▸ **Requests**
1 – Translate this sentence from the PPP-WAR test description into Spanish: "Both receivers were connected with Zephyr Geodetic 2 antennas."
2 – Answer these from the PPP-WAR test description:
(a) How many stations were used to estimate satellite clock and FCB products?
(b) What threshold did the ratio test use?
(c) At what sampling rate did the receiver on the vehicle collect observations?
3 – Decide whether each statement agrees with the PPP-WAR test description. Give yes or no, and quote the words that decide it.
(a) Most PPP stations were located in America and Asia.
(b) The vehicle route was about 6 km long.
(c) Residual ZTDs were estimated in instantaneous positioning.

-- Start of Source document --

Distribution of International GNSS Service (IGS) and Australian Regional GNSS Network (ARGN) stations recording multi-constellation and multi-frequency GNSS data. Seventy stations denoted as open circles are used to estimate satellite clock and FCB (fractional-cycle bias) products, while the other 37 as crosses to test PPP. “G”, “C”, “E” and “J” represent GPS, BeiDou, Galileo and QZSS, respectively

In Fig. 2, we chose 37 globally distributed stations denoted as crosses to test PPP-WAR. Owing to the sparsity of triple-frequency GNSS stations in America, Africa and Asia, most PPP stations were located in Europe and Australia. Most data processing settings at these PPP stations were the same as those at the 70 reference stations. However, we did not estimate residual ZTDs in instantaneous positioning; ionosphere delays were estimated as white noise parameters. Here we should reiterate that only a single epoch of data was used to compute positions in our “instantaneous” PPP-WAR, suggesting that neither atmosphere nor ambiguity parameters were smoothed over multiple epochs. Furthermore, only ambiguities corresponding to elevations of larger than 10\(^\circ \) were allowed to enter the process of integer-cycle resolution; we searched for their integer candidates using the LAMBDA method; the resulting integer (extra-)wide-lane candidates were then validated using the ratio test with a threshold of 2.0 (Euler and Schaffrin 1990). We also enabled partial ambiguity resolution to exclude possibly biased ambiguities. It was mandated that at most four ambiguities could be precluded, while at least five must be reserved for a LAMBDA search. Of particular note, if partial ambiguity resolution still failed ultimately, we chose to fix the ambiguities to the candidate integers corresponding to the largest ratio value we had found, rather than keep a float epoch. In this case, we could always achieve an ambiguity-fixed solution at each epoch, albeit risking identifying incorrect integers.

More interestingly, we also carried out a PPP-WAR test on a vehicle on April 17, 2018, in Wuhan city (near station JFNG in Fig. 2). We drove the vehicle along a quasi-square route escorted by a number of structures and trees, one tunnel and two crossovers (Fig. 3). The length of the route totaled about 6 km which took about 12 min of driving; we drove four laps from about 9:00 until 10:00 UTC (Coordinated Universal Time). We had one Trimble NetR9 receiver at the reference station placed at the northeastern corner with an open sky view, while another fixed on top of the vehicle collecting GPS/BeiDou/Galileo/QZSS triple-frequency observations at a 10 Hz sampling rate. Both receivers were connected with Zephyr Geodetic 2 antennas. We first calculated the precise position of the reference station relative to IGS station JFNG located about 4.6 km away (Fig. 2). The benchmark positions of the vehicle trajectory were afterward computed with respect to this reference station. The fixing rate of double-difference ambiguities was over 99%, suggesting a high-quality truth benchmark. Moreover, for the PPP-WAR solution of the vehicle trajectory, we used the same reference network shown in Fig. 2 to estimate the station ISPB, satellite clock and FCB products. The vehicle-borne GNSS data were processed according to the same strategy as that for the static stations in Fig. 2.

-- End of Source document --
-- Start of Supplied data --

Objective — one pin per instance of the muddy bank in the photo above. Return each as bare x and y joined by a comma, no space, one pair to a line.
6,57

-- End of Supplied data --

▸ **Responses by task**
1 – Ambos receptores estaban conectados a antenas Zephyr Geodetic 2.

2 –
(a) Seventy
(b) 2.0
(c) 10 Hz

3 –
(a) No: "most PPP stations were located in Europe and Australia"
(b) Yes: "The length of the route totaled about 6 km"
(c) No: "we did not estimate residual ZTDs in instantaneous positioning"